"""
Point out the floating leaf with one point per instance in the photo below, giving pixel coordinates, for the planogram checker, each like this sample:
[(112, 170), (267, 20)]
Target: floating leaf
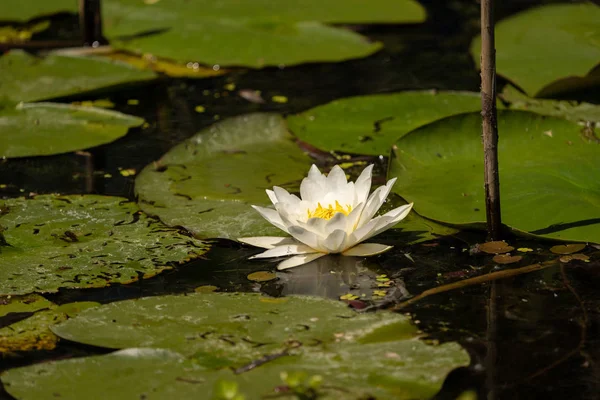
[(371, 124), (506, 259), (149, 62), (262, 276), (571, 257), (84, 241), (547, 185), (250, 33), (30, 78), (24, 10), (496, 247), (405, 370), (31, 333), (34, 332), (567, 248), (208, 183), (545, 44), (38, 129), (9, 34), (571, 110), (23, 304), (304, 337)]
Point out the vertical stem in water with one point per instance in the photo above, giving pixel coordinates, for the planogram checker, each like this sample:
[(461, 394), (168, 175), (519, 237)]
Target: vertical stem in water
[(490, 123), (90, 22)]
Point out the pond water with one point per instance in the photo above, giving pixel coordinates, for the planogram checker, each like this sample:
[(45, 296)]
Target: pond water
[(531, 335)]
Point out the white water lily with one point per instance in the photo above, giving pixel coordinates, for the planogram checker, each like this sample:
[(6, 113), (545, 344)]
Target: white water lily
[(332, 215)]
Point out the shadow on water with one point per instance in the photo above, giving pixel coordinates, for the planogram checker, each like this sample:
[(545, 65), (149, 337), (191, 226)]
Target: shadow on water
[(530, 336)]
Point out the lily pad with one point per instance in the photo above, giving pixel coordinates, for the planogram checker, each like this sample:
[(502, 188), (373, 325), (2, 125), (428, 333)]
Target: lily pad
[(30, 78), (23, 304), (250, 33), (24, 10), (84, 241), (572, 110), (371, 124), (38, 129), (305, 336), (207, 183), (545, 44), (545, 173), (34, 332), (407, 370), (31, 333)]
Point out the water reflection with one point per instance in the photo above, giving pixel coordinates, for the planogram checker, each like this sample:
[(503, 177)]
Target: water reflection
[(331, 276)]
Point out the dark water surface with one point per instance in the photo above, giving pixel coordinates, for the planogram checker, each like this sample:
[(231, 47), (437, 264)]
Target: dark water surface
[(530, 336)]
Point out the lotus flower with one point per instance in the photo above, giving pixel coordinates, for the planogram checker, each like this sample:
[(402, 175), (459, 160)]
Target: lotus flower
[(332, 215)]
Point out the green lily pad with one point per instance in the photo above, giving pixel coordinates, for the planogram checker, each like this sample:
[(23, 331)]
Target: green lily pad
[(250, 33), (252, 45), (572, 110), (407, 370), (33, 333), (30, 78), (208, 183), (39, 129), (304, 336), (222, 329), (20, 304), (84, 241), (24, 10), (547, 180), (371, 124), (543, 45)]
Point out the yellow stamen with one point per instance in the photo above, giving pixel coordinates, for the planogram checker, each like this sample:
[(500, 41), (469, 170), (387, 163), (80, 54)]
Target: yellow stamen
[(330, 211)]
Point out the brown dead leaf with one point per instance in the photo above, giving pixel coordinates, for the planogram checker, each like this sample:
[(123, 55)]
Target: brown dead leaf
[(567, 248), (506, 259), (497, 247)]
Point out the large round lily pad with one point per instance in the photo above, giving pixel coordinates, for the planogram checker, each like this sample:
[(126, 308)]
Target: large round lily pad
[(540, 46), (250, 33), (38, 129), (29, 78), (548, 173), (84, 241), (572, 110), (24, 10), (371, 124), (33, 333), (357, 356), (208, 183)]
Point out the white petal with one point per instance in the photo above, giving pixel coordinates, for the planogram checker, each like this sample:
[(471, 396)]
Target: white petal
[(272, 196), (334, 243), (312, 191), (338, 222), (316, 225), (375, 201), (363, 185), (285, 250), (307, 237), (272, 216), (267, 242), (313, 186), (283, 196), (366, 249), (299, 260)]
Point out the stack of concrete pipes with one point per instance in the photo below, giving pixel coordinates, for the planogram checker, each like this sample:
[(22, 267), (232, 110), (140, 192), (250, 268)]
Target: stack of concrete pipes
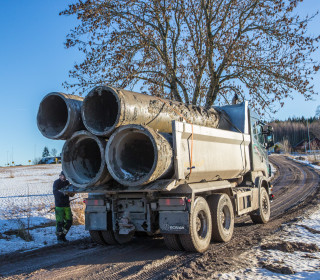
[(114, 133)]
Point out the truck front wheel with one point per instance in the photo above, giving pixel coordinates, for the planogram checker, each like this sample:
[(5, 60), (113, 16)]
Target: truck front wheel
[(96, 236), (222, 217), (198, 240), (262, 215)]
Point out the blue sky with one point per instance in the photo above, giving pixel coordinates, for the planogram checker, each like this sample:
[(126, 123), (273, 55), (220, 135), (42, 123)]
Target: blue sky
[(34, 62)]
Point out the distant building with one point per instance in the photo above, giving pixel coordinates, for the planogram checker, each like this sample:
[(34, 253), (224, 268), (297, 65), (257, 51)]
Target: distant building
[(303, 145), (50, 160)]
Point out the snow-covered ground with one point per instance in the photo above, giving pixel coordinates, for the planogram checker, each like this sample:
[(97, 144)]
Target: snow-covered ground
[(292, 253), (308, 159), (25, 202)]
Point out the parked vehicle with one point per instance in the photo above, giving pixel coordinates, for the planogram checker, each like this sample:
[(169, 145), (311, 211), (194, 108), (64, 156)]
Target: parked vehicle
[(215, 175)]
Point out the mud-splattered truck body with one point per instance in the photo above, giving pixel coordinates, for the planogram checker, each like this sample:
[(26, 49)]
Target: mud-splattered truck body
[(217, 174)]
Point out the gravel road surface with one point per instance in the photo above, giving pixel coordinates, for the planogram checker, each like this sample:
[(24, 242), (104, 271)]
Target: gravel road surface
"""
"""
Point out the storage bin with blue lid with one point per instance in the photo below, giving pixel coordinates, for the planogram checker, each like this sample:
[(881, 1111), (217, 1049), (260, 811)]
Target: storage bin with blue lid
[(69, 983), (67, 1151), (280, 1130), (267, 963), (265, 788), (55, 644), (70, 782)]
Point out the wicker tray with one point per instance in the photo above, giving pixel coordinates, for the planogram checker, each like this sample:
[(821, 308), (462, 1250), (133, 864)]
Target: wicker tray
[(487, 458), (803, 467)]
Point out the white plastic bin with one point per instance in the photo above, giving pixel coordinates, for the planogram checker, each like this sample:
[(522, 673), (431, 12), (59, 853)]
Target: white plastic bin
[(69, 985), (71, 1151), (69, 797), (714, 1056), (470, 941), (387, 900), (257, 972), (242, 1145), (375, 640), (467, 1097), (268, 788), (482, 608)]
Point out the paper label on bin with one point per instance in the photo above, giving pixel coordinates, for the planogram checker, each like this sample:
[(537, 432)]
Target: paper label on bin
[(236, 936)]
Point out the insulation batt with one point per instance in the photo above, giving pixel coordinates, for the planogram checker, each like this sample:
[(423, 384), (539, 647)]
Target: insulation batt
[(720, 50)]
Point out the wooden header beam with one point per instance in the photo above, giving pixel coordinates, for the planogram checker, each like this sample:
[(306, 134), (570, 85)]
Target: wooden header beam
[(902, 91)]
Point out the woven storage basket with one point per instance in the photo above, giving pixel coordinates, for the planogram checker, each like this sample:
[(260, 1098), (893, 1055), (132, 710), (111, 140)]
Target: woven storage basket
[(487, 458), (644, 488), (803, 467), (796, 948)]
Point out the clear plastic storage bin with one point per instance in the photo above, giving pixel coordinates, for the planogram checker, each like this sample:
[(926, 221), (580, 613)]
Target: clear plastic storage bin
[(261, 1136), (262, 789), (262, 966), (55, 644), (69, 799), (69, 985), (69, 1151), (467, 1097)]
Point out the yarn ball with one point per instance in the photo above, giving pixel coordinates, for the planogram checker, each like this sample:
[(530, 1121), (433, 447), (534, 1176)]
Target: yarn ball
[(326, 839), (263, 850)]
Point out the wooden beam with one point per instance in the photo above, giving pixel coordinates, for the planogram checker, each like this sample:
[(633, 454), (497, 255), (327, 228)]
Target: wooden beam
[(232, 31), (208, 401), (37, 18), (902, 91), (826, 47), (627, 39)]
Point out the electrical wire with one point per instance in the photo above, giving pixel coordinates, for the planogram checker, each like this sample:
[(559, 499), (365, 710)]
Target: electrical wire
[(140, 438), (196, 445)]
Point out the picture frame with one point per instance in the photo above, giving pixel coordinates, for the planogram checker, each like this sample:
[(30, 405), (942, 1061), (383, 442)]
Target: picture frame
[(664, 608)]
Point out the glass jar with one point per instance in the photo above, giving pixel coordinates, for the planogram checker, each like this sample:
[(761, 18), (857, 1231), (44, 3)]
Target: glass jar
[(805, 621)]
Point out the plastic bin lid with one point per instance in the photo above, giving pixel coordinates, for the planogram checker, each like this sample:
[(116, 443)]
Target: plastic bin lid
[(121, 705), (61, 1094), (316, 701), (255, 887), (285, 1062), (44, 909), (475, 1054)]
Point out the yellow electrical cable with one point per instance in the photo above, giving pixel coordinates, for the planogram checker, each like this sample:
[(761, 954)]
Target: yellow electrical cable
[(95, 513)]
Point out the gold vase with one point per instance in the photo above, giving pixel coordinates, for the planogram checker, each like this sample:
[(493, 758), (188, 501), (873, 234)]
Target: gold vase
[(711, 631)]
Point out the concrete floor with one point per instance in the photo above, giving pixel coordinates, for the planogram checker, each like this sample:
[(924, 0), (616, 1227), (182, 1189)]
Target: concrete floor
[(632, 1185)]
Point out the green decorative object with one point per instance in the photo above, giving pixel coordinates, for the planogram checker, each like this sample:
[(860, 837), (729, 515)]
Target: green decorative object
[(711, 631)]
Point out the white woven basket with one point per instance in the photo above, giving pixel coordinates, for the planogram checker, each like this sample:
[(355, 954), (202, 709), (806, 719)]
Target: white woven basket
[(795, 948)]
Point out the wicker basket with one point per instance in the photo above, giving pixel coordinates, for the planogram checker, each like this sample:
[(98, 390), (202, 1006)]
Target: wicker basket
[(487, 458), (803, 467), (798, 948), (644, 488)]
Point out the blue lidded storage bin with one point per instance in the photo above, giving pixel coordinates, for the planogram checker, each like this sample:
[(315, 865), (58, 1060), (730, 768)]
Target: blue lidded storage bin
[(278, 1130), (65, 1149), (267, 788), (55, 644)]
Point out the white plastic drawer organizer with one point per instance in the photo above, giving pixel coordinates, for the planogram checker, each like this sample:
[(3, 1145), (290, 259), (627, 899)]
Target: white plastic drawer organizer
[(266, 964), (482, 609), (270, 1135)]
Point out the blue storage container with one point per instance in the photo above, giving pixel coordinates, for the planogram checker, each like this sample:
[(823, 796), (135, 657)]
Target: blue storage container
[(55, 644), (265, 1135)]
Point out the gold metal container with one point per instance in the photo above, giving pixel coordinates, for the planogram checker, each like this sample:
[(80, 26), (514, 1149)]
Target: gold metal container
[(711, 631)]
"""
"""
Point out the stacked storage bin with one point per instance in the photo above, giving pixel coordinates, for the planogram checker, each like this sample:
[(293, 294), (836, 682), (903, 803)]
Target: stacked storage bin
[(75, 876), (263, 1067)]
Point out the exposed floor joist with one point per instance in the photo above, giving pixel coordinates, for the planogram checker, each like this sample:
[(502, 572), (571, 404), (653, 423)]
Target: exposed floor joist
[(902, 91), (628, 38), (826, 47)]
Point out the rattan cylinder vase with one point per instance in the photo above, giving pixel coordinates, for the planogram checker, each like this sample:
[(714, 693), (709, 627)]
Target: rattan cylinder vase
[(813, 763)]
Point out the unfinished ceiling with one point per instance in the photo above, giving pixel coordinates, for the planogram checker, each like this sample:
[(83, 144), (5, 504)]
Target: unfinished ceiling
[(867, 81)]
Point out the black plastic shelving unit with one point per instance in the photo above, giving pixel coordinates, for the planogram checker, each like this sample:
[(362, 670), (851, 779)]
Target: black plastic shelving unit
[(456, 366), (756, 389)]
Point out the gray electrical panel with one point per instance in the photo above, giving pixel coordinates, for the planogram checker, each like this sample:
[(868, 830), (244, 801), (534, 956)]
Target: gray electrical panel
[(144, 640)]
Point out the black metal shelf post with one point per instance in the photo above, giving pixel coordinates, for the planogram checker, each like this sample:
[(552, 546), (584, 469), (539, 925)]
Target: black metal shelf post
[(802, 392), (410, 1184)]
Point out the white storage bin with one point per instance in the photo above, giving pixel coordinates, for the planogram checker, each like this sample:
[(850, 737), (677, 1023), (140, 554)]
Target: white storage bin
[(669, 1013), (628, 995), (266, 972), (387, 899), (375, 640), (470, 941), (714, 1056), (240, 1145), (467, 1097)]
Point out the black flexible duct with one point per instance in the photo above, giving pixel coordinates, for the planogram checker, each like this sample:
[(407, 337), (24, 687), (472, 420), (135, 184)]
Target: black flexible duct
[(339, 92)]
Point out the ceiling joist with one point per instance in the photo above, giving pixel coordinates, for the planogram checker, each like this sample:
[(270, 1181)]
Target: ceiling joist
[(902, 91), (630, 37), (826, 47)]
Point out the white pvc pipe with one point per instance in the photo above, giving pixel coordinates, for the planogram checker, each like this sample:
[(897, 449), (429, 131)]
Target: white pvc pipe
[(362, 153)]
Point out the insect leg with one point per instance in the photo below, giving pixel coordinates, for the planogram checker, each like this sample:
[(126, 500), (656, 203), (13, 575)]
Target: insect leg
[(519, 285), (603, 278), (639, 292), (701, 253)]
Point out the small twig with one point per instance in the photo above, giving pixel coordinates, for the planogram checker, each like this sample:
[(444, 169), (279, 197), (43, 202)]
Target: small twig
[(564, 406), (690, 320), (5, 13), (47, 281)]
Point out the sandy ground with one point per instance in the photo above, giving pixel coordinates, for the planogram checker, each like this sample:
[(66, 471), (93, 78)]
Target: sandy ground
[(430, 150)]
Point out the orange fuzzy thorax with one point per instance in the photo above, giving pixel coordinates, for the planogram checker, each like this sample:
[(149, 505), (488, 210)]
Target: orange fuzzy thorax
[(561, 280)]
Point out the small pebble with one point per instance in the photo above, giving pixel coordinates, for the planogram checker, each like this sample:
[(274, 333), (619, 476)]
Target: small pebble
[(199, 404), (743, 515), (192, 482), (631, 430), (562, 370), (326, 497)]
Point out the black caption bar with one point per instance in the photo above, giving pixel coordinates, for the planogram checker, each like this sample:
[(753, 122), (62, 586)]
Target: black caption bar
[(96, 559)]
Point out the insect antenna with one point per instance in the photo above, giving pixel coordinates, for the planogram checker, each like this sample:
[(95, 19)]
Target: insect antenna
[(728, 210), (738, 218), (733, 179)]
"""
What you return should be exactly the lines above, starting at the one with "Point out the floating" and ending at the one with "[(112, 170), (267, 20)]", and nothing else.

Point out the floating leaf with one point per instance in the photo below, giving pixel coordinates, for the planogram checker, each like this sample:
[(112, 170), (267, 20)]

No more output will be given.